EXCERPTED TEXT start
This article was published 01/09/2024 (274 days ago), so information in it may no longer be current.
Dear Money Lady,
I want to buy a house with my children, and we would all be on the mortgage. My lawyer has suggested that we do this purchase as a corporation to protect all of us on this investment. He said this is necessary in the event that circumstances change in the future and a settlement would have to be considered. He also advised me to check with an accountant too. What do you think? Olivia H.
Dear Olivia – I think that’s a terrible idea.
It’s possible, but this would mean that the corporation owns the home, and the buyers (you and your adult children) would need to set up shares in the corporation to divide ownership. I don’t usually like to challenge or disagree with legal advice; but in this case, I have to say, I think setting up a corporation for homeownership is a bit of a money grab and probably not necessary. Buying a home with your children is not the same as buying into a franchise business. Everything you need to protect your ownership and rights can be handled through the registered title.
So how do you do that? Well, you will want to register title on the new purchase as percentages. This is a simple method when using a standard bank mortgage. You are all on title and all on the mortgage, but the ownership is placed by a percentage of ownership at the time of title registration. Another way to do this could be to place a collateral charge on the property, again in all of your names. The collateral charge will be setup for 100 percent of the value of your purchase and you could then split up the loan segments among those that owe a portion of the mortgage debt. Let me give you an example.
Let’s say a parent wants to help out their adult child in purchasing a home and this home costs $500,000. In order to make this a conventional mortgage request, a 20 percent downpayment would be needed to purchase. So, for this example, let’s say the parent was willing to buy into this purchase and provide the 20 percent down ($100,000 investment by parent). So, that would leave a mortgage of $400,000. With a standard mortgage we would put all owners on title and have the adult child pay the mortgage payment with title clearly setup as 20 percent to the parent and 80percent to the child. When the home is sold in the future, perhaps for $700,000 the parent is still entitled to their 20 percent, which is now worth $140,000.
EXCERPTED TEXT end
DATA SUPPLIED start
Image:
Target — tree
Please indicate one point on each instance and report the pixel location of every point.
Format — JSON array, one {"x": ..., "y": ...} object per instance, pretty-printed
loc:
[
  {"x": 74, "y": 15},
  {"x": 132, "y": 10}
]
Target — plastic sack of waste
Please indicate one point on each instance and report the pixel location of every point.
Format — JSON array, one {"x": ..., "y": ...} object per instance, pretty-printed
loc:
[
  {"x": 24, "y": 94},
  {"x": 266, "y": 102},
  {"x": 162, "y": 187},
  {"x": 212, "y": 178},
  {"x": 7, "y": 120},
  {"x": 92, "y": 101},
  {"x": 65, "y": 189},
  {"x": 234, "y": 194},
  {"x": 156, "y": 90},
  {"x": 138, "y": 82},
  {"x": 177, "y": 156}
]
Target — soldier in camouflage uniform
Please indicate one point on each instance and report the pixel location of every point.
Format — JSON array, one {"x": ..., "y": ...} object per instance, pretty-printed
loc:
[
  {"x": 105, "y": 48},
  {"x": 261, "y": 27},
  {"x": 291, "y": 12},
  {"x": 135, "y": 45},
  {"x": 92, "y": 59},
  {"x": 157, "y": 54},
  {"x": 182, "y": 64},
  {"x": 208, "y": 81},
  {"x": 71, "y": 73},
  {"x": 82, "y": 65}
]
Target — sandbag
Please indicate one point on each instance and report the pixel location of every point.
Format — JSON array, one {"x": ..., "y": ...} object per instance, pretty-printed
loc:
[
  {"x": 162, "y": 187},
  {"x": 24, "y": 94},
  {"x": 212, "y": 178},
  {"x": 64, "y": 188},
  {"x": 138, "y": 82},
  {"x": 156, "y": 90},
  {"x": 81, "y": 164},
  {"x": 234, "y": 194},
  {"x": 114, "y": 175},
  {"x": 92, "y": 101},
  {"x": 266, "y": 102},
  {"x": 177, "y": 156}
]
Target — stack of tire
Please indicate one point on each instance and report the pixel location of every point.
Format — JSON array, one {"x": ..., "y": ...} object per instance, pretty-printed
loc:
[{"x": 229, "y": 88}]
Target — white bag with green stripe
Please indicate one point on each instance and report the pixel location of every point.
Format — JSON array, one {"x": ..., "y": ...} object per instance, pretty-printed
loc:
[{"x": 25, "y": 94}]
DATA SUPPLIED end
WORK TO COMPLETE:
• a. Which dollar amounts appear in the advice column on buying a home with adult children?
• b. Continue the advice column on buying a home with adult children, picking up after its final sentence.

TASK RESULTS:
• a.
- $500,000
- $100,000
- $400,000
- $700,000
- $140,000

• b.
A collateral charge makes it easier when you have more than one child or multiple owners making payments to the debt. With a collateral charge example, the parent still owns 20 percent, but now there are separate loan segments on the property registered to the two or more individuals and divided up as per ownership percentage. For example, child 1 could have a loan of $50,000 (10 percent ownership), child 2 could have $250,000 (50 percent ownership) and child 3 could have $100,000 (20 percent ownership). Basically, the collateral charge gives more flexibility to the owners, and it has no term or renewal, so it is highly adjustable over time and can be paid off and drawn down again many times. Personally, I think a collateral charge provides the most freedom with multiple owners and doesn’t need to be requalified for over time, when things change for all participants. I also like to use this product as an estate planning tool. Everyone’s ownership, debt or investment is clearly defined, and if they pay it off, they could draw down their charge segment in the future for home improvements, etc., without qualifying again.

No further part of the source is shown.